■ **WHAT NEEDS TO BE DONE**: Turn the rows below into a two-column CSV with the headers text and answer. Give each row its own line, put both fields in double quotes, and replace any line breaks inside a field with spaces.

■ **DATASET EXTRACT**:
────────────────

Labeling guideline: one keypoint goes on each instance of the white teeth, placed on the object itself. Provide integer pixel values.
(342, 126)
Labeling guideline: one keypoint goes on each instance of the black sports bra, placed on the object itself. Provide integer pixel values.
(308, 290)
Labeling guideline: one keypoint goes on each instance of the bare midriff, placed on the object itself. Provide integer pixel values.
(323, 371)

────────────────

■ **EXERCISE RESULT**:
text,answer
"Labeling guideline: one keypoint goes on each instance of the white teeth, placed on the object itself. Provide integer pixel values.","(342, 126)"
"Labeling guideline: one keypoint goes on each instance of the black sports bra, placed on the object itself. Provide integer pixel values.","(308, 290)"
"Labeling guideline: one keypoint goes on each instance of the bare midriff, placed on the object itself. Provide integer pixel values.","(323, 371)"